Pointing records:

○ ○ ○ ○

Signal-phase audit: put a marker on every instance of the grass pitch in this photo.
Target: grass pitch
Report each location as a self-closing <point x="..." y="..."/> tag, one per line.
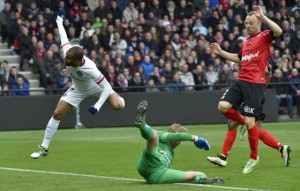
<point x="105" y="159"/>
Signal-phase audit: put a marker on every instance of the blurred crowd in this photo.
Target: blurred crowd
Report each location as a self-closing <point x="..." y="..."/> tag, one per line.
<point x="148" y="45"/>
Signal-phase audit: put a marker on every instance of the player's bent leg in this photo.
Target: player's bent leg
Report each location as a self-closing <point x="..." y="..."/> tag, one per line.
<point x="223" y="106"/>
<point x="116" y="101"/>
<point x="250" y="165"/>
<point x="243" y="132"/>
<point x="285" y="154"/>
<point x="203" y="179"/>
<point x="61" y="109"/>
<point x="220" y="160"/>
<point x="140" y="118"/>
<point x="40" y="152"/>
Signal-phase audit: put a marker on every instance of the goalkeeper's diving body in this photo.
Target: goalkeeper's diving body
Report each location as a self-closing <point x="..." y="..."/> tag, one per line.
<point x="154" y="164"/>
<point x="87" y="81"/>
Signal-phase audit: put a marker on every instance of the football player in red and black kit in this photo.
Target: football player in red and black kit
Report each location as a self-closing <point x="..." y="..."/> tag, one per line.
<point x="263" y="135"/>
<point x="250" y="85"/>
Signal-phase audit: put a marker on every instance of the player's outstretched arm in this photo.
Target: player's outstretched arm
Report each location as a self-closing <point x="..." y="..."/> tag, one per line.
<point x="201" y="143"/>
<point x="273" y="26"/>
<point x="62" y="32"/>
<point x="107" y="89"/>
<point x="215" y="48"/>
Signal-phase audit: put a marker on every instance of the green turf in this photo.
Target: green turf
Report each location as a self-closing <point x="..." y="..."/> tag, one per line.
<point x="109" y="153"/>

○ ○ ○ ○

Written problem: Repeat the material above in full and exactly, apart from the pictures.

The completed task:
Signal-phase audit: put a marker on every instance of the grass pitch in this photo.
Target: grass pitch
Report each location as a self-closing <point x="..." y="..."/> tag, one per line.
<point x="105" y="159"/>
Signal-phase audit: put a marker on every instance of the blurred crowd in this photo.
Target: blurred crowd
Report each location as a self-closing <point x="..." y="..."/> tag, one per line.
<point x="148" y="45"/>
Signal-phase audit: put a marker on every instance of the player's bent leg in this photo.
Target: player's bent leg
Report each location as a self-closing <point x="..." y="..."/> tag, one per line.
<point x="223" y="106"/>
<point x="116" y="101"/>
<point x="250" y="165"/>
<point x="243" y="132"/>
<point x="285" y="154"/>
<point x="203" y="179"/>
<point x="61" y="109"/>
<point x="220" y="160"/>
<point x="140" y="118"/>
<point x="40" y="152"/>
Signal-phase audit: put a marker on every instance of the goalkeeper's diving body in this photo.
Target: goalkeeper's diving body
Report each location as a self-closing <point x="..." y="..."/> tag, one per line.
<point x="154" y="164"/>
<point x="87" y="81"/>
Signal-phase audit: put a marker on every instance of the football player in red and black kit in this photo.
Target: football player in red and black kit
Report each location as a self-closing <point x="..." y="..."/> tag, one per line.
<point x="263" y="135"/>
<point x="250" y="85"/>
Signal-phase audit: put a marker on every instance of the player's outstretched arm in this photo.
Target: player's outstretched arm
Report each location as a self-closing <point x="..." y="..."/> tag, one per line.
<point x="201" y="143"/>
<point x="273" y="26"/>
<point x="62" y="32"/>
<point x="107" y="89"/>
<point x="215" y="48"/>
Signal-phase audit: put a marker on every instance of the green turf in this photo.
Target: green turf
Report each location as a self-closing <point x="..." y="..."/> tag, one per line.
<point x="109" y="153"/>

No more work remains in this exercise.